**PROBLEM TO WORK ON**
Please quote the material exactly, every line of it.

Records
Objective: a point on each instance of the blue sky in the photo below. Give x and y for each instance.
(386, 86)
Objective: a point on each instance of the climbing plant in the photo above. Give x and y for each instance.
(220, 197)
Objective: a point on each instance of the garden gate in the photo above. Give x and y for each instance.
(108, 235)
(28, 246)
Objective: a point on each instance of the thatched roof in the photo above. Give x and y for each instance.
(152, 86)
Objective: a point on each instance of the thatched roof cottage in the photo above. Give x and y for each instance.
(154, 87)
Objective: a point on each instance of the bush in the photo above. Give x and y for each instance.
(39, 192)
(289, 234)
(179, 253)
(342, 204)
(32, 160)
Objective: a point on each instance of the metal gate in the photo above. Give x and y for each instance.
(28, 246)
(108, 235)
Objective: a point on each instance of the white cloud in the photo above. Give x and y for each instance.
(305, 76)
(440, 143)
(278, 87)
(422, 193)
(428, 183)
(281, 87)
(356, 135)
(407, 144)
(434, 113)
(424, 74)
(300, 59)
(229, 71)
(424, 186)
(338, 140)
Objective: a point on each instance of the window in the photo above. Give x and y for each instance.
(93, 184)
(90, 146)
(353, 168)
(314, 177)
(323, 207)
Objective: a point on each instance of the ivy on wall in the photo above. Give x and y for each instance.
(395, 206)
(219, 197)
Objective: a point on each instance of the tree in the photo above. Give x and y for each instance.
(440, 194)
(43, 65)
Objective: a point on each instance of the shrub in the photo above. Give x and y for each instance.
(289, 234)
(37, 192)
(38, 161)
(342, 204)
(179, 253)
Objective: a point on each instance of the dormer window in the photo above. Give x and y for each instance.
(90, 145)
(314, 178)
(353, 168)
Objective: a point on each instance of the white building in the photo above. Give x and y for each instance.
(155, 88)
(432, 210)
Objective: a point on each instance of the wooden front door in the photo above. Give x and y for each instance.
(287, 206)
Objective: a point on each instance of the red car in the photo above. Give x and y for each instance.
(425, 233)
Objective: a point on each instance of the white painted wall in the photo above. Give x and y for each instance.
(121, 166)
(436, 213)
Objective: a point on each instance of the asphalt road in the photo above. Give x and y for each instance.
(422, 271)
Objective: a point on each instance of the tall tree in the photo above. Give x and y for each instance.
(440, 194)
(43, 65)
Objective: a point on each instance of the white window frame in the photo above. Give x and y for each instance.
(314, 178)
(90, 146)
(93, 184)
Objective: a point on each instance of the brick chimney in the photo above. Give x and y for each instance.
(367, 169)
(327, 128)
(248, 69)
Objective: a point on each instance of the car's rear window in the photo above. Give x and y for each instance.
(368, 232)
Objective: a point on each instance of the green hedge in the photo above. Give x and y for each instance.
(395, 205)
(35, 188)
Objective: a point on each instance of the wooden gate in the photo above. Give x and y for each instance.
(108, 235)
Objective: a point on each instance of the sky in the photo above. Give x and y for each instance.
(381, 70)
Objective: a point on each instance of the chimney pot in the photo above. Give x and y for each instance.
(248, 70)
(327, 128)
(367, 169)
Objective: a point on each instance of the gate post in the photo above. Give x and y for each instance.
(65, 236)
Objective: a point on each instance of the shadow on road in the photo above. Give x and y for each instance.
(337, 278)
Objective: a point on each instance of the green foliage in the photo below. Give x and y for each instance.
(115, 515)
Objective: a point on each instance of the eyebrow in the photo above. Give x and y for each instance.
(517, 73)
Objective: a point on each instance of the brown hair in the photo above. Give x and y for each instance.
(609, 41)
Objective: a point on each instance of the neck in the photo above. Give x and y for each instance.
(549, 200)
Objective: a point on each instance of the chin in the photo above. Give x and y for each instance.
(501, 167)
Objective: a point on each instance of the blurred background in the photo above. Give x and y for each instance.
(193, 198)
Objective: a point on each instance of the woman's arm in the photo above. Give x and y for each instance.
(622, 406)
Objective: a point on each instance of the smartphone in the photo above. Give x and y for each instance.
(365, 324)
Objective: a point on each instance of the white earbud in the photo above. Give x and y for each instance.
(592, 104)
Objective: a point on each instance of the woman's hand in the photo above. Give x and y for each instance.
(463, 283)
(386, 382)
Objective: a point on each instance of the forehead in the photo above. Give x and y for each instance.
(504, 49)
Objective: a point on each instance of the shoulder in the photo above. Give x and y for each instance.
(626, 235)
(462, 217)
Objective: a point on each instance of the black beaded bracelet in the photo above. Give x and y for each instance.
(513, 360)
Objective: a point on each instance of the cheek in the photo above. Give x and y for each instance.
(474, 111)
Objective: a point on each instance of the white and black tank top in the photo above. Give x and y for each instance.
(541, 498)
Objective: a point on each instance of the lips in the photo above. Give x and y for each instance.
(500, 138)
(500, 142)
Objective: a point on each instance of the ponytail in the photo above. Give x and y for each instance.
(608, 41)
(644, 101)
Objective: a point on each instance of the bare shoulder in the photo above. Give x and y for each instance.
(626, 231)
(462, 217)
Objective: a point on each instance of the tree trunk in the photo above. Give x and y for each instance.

**SOLUTION FOR THIS EXERCISE**
Objective: a point on each instance of the blue sky in the photo below. Give x and y for each instance.
(386, 86)
Objective: a point on each instance of the climbing plant in the photo above. Give x and y for each instance.
(220, 197)
Objective: a point on each instance of the garden gate in the photo above. Give x and y for each instance.
(108, 235)
(28, 246)
Objective: a point on each instance of the thatched roof in the photo above. Give x and y for each instance.
(152, 86)
Objective: a point on each instance of the thatched roof cottage in the photo above. Give x and y for each instance.
(154, 87)
Objective: a point on each instance of the bush in the photo above. Give x and y for each instance.
(39, 192)
(289, 234)
(179, 253)
(342, 204)
(32, 160)
Objective: a point on each instance of the metal gate in the photo above. Give x and y for each instance.
(28, 246)
(108, 235)
Objective: a point on each instance of the white cloud in the photo above. Give x and y for each instance.
(305, 76)
(440, 143)
(278, 87)
(422, 193)
(428, 183)
(281, 87)
(356, 135)
(407, 144)
(434, 113)
(424, 74)
(300, 59)
(229, 71)
(424, 186)
(338, 140)
Objective: a point on each instance of the window in the photo above. Give x and y for each instance.
(93, 184)
(90, 146)
(353, 168)
(314, 177)
(323, 207)
Objective: a point on each instance of the ivy on wall in the photo above. Give x and y for each instance.
(395, 206)
(219, 197)
Objective: a point on each instance of the tree in the photo above. Give x and y for each instance.
(440, 194)
(43, 65)
Objective: a point on each instance of the shrub in the photo above. Give x and y for each instance.
(289, 234)
(37, 192)
(38, 161)
(342, 204)
(179, 253)
Objective: a point on each instance of the dormer window in the photo above. Give x and y for each instance.
(90, 145)
(314, 178)
(353, 168)
Objective: a point on each instance of the white building in the photo above. Give x and y for each instance.
(155, 88)
(432, 210)
Objective: a point on each instance of the wooden front door in the photo above. Give x and y for each instance.
(287, 206)
Objective: a point on each instance of the red car in the photo above. Give x and y for each instance.
(425, 233)
Objective: a point on each instance of the white painted wall in the photo above. Give x and y for each instance.
(121, 166)
(436, 213)
Objective: a point on each instance of the asphalt road in the photo above. Give x and y for each instance.
(422, 271)
Objective: a point on each instance of the tall tree in the photo above. Give x and y for each instance.
(440, 194)
(43, 65)
Objective: a point on each instance of the white window frame in the photo above. Give x and y for each instance.
(314, 178)
(90, 146)
(93, 184)
Objective: a point on each instance of the brick chimney in the photo above. Give x and y for each instance.
(367, 169)
(327, 128)
(248, 69)
Objective: a point on each instance of the car's rear window in the photo above. Give x and y for each instance.
(368, 232)
Objective: a point on each instance of the green hedge in the photo above. Give x and y for each instance.
(395, 205)
(35, 188)
Objective: a point on each instance of the wooden gate in the photo above. Give x and y for each instance.
(108, 235)
Objective: a point on each instance of the sky in the photo above. Give x and y for each instance.
(381, 70)
Objective: a point on each instance of the chimney pot in the photo above. Give x and y for each instance.
(248, 70)
(327, 128)
(367, 169)
Objective: a point on each instance of the gate post in the photo above. Give x and y for each instance.
(65, 236)
Objective: a point on each instance of the shadow on road in the photo above. Give x and y for each instance.
(337, 278)
Objective: a point on each instance of the green foliage in the photo below. Give x and y for each instance.
(115, 515)
Objective: a point on each instance of the eyebrow in the photo above. Give x and y for each instance.
(517, 73)
Objective: a point on each instance of the brown hair in the photo above. Give x and y for each instance.
(609, 41)
Objective: a point on each instance of the neck in the photo above. Give x and y for each instance.
(549, 200)
Objective: a point on each instance of the chin in the photo above. Give x and y for each instance.
(501, 167)
Objective: a point on each instance of the blurred background in the photo above. Give x and y for each instance.
(193, 198)
Objective: a point on each instance of the woman's arm in the photo above. Give x and y for each instance.
(622, 406)
Objective: a point on each instance of the smartphone in the photo above. Give x and y for each instance.
(365, 324)
Objective: a point on each instance of the white earbud in the photo above. Give x and y for each instance.
(592, 104)
Objective: a point on each instance of the woman's hand in the photo above. Give x and y for each instance.
(463, 283)
(386, 382)
Objective: a point on each instance of the forehead in the photo above. Give x and y for each instance.
(504, 49)
Objective: a point on each instance of the shoulder in the photo above. Give x and y for each instance.
(626, 235)
(462, 217)
Objective: a point on each instance of the black beaded bracelet in the photo above. Give x and y for each instance.
(513, 360)
Objective: a point on each instance of the cheek in the photo above. Give x and y for each instance.
(474, 111)
Objective: a point on each instance of the white and black tank top in the photo above. Give x and y for each instance.
(541, 498)
Objective: a point on each instance of the lips in the photo above. Give x and y for each instance.
(500, 138)
(500, 142)
Objective: a point on each instance of the ponytail in the photo above. Give x and y for each instance.
(608, 41)
(644, 101)
Objective: a point on each instance of the bare shoulder in the photo above. Give x and y for each instance.
(626, 231)
(462, 217)
Objective: a point on each instance of the tree trunk in the photo above. Give x and y for each instance.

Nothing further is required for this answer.